* _Exercise instructions_
In the listing below, locate the line containing "vegetation in the photo above."; reproduce that line and all lines that follow it, unchanged.

──────── Data for analysis ────────

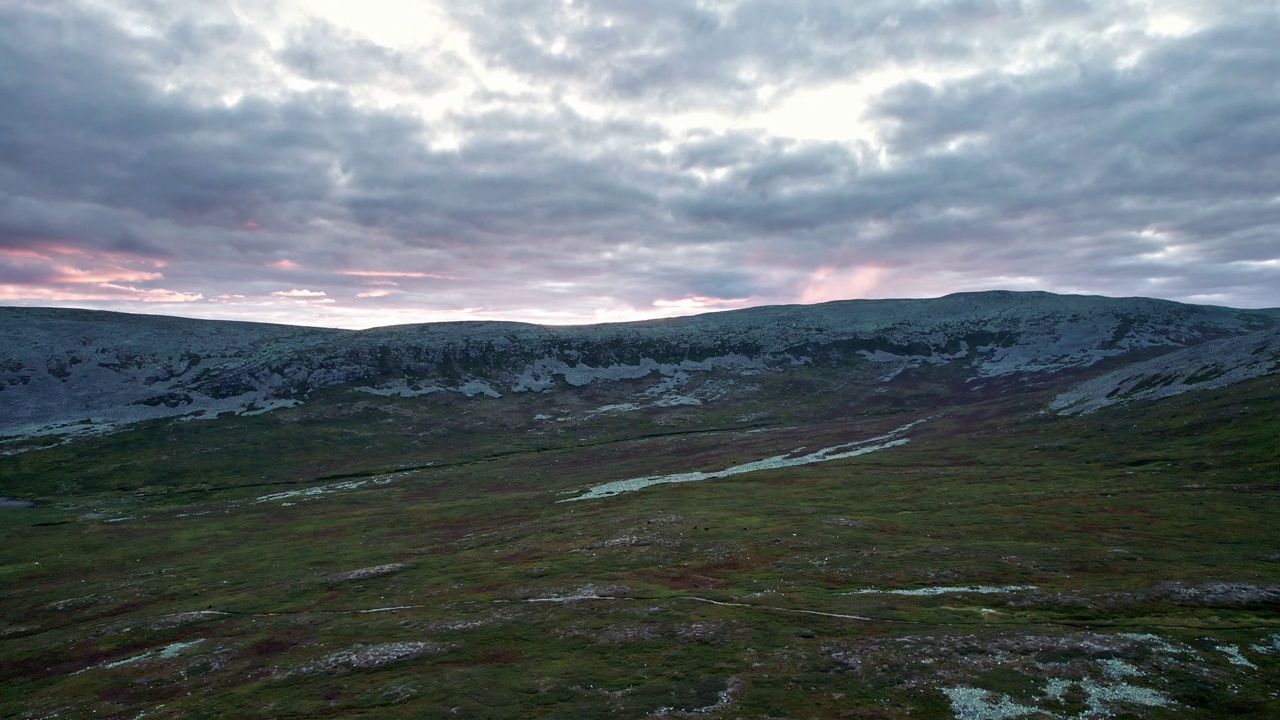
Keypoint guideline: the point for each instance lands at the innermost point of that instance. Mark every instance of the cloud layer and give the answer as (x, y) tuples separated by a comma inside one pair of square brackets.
[(562, 160)]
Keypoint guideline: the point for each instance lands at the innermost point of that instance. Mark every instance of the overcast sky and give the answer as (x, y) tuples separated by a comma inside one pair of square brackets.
[(353, 164)]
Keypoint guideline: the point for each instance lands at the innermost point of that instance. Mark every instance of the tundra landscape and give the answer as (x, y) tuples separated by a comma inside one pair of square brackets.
[(983, 506)]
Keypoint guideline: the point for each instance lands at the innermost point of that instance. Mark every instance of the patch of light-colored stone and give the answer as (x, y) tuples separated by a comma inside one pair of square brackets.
[(310, 493), (982, 589), (824, 455), (164, 654)]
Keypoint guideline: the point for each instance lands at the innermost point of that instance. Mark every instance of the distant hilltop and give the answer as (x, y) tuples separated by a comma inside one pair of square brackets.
[(90, 372)]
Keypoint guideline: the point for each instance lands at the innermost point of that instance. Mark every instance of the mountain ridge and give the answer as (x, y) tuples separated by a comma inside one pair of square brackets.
[(83, 370)]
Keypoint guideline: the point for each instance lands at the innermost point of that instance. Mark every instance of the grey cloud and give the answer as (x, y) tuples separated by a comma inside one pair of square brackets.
[(1046, 173)]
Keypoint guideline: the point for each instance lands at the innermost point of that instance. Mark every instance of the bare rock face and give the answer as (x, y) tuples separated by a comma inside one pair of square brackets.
[(1212, 364), (80, 370)]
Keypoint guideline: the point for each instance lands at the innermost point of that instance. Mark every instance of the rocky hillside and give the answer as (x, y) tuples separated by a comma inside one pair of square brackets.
[(78, 370)]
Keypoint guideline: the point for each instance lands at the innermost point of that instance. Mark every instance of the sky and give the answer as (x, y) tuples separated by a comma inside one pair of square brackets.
[(357, 164)]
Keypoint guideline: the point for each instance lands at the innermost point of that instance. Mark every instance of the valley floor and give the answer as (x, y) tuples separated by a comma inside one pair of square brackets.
[(1004, 563)]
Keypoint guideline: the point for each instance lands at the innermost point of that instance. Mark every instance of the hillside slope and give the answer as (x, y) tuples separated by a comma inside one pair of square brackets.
[(78, 370)]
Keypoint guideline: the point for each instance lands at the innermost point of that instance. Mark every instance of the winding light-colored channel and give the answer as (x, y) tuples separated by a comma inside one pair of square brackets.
[(824, 455)]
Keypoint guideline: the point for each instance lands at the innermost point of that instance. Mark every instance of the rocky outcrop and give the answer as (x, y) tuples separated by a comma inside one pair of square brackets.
[(80, 370)]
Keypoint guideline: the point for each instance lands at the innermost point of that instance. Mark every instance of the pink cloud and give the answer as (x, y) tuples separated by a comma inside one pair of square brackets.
[(396, 274), (297, 292), (830, 283)]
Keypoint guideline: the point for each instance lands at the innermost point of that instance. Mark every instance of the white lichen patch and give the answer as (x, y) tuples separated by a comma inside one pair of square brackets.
[(776, 463), (1101, 697), (1234, 656), (373, 572), (362, 656), (979, 589), (976, 703), (1115, 669), (1267, 646), (165, 652), (1101, 700)]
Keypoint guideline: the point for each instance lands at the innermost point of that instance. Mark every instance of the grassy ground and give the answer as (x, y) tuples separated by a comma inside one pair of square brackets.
[(433, 572)]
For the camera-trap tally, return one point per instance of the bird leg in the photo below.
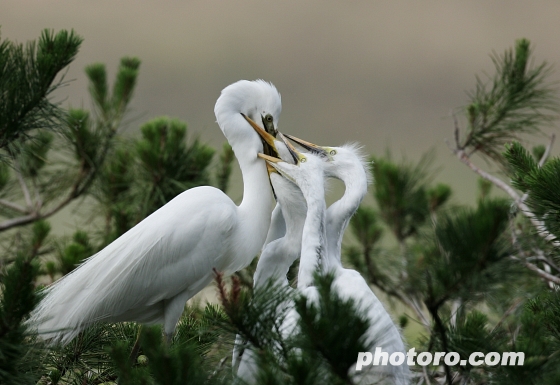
(136, 348)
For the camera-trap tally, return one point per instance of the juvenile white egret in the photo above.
(149, 273)
(349, 165)
(274, 263)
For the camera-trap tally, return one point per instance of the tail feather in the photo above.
(100, 289)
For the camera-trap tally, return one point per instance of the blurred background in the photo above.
(385, 74)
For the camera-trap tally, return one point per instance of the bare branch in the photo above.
(541, 228)
(13, 206)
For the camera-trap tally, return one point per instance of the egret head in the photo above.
(345, 162)
(256, 100)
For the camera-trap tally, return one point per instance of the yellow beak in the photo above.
(269, 139)
(309, 146)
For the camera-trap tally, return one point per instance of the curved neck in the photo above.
(339, 214)
(313, 242)
(256, 206)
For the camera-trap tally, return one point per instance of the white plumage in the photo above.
(149, 273)
(347, 164)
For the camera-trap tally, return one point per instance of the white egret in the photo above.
(149, 273)
(274, 263)
(349, 165)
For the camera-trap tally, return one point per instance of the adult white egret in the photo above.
(347, 164)
(149, 273)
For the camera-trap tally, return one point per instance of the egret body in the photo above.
(149, 273)
(349, 165)
(274, 262)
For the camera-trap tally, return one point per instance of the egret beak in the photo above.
(291, 149)
(268, 140)
(269, 158)
(321, 151)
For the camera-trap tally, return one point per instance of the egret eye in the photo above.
(268, 124)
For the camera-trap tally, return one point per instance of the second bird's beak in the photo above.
(321, 151)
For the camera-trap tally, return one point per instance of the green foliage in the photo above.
(332, 330)
(540, 183)
(75, 252)
(34, 153)
(518, 101)
(168, 165)
(472, 247)
(27, 78)
(18, 361)
(401, 195)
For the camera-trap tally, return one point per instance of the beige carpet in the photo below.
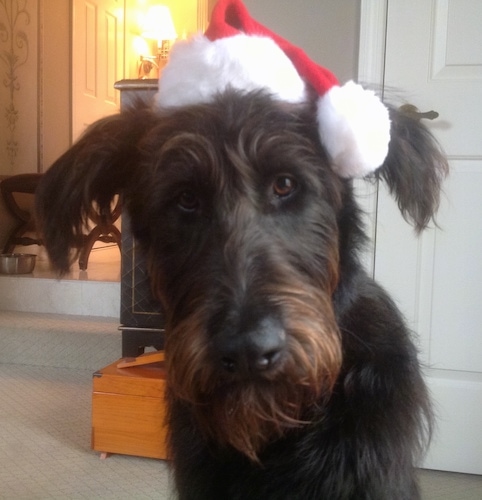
(45, 446)
(45, 442)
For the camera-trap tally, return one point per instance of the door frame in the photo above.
(371, 71)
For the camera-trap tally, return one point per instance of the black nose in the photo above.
(259, 349)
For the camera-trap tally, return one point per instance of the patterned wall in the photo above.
(19, 91)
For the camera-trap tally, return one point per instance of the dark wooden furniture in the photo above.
(141, 316)
(18, 193)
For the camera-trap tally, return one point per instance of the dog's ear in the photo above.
(87, 177)
(414, 168)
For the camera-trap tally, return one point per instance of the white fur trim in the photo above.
(355, 129)
(200, 68)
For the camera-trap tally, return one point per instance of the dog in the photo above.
(291, 374)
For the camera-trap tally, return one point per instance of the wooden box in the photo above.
(128, 410)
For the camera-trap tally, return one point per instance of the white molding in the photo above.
(371, 54)
(371, 69)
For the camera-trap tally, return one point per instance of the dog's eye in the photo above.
(284, 185)
(188, 201)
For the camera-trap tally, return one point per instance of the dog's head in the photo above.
(249, 230)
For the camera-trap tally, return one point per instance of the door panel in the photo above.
(97, 60)
(437, 278)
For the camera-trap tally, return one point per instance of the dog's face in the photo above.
(248, 232)
(239, 217)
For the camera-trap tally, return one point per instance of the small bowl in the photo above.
(17, 263)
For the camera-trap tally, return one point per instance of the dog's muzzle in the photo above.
(255, 352)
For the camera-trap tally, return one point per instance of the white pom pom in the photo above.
(200, 68)
(354, 127)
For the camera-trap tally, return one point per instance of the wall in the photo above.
(36, 95)
(34, 84)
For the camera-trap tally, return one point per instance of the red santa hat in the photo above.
(238, 52)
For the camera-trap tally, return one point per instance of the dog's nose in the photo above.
(257, 350)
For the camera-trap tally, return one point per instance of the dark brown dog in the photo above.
(291, 374)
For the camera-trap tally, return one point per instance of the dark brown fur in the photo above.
(291, 373)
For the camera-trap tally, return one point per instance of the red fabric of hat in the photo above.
(238, 52)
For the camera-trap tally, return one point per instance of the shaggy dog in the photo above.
(290, 373)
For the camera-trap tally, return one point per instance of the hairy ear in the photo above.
(87, 177)
(414, 168)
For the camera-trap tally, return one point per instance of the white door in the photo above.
(434, 60)
(97, 60)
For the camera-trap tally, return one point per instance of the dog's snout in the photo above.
(260, 349)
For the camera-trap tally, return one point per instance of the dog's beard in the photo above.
(248, 414)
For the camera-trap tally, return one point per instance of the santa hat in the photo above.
(238, 52)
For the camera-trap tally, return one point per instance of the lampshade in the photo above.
(158, 24)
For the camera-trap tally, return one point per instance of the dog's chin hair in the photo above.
(249, 414)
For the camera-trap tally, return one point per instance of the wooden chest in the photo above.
(128, 410)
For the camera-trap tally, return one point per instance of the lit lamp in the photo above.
(158, 26)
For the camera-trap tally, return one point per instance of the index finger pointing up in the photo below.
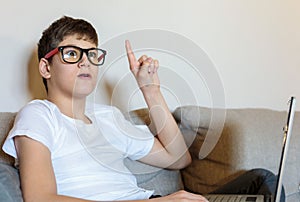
(130, 55)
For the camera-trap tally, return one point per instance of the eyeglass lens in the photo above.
(74, 54)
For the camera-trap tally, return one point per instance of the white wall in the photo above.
(252, 49)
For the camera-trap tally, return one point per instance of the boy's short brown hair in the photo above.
(59, 30)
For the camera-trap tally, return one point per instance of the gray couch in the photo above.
(249, 138)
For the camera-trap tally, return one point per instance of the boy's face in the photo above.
(76, 80)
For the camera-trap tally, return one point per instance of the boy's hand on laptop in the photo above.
(144, 69)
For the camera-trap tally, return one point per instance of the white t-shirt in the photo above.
(87, 158)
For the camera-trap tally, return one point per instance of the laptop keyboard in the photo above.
(230, 198)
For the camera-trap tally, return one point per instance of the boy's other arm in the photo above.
(36, 172)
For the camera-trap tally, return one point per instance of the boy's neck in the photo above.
(73, 108)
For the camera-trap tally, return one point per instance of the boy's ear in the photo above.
(44, 68)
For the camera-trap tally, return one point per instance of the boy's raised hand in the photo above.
(144, 69)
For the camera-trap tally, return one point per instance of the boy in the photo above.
(70, 151)
(56, 140)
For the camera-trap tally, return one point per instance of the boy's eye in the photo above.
(71, 54)
(92, 54)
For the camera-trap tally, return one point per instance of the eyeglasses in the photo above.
(73, 54)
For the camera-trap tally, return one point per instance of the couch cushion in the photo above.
(251, 138)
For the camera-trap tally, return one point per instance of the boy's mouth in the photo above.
(84, 75)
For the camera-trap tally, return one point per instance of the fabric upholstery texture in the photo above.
(251, 138)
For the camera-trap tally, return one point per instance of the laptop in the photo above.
(260, 198)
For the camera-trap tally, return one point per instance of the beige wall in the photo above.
(254, 47)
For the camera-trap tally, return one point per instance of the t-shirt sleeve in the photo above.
(139, 139)
(34, 121)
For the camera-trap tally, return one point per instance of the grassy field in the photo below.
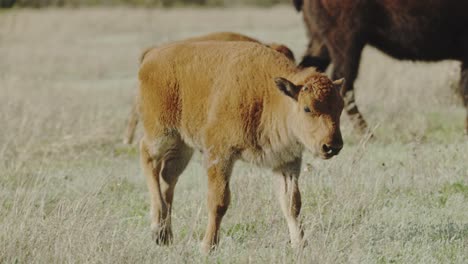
(70, 192)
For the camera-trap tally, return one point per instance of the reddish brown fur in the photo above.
(218, 36)
(232, 101)
(413, 29)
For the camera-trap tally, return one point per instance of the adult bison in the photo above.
(404, 29)
(232, 101)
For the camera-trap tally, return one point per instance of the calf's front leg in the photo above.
(289, 196)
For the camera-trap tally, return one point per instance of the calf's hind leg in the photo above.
(162, 169)
(289, 196)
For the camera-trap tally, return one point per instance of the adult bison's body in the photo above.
(404, 29)
(232, 101)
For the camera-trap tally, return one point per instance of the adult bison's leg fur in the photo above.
(289, 197)
(219, 170)
(151, 163)
(316, 55)
(173, 163)
(346, 65)
(464, 91)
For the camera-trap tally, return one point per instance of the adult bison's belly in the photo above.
(419, 38)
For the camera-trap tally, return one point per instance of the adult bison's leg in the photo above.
(316, 55)
(346, 61)
(173, 163)
(151, 163)
(219, 168)
(464, 90)
(289, 197)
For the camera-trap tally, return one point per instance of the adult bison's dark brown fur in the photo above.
(404, 29)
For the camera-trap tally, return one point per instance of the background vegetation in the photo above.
(70, 192)
(155, 3)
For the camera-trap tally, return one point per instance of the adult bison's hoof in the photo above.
(162, 236)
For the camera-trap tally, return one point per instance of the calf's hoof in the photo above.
(206, 248)
(162, 236)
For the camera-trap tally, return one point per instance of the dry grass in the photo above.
(69, 192)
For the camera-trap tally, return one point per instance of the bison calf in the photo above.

────────

* _Your solution_
For the camera-trap tally, return one point per instance of the background vegetation in the photo above.
(70, 192)
(155, 3)
For the camera-trap tally, return one point per instance of the adult bison's hoof in the photo above.
(162, 236)
For the camera-trap tally, return one point per instance of the calf's hoof in the photo above.
(206, 248)
(162, 236)
For the camera-trap tally, return one point per instance of the dry grass in the photo above.
(69, 192)
For the camera-trap tally, return one point per instance of the bison calf in the photo above.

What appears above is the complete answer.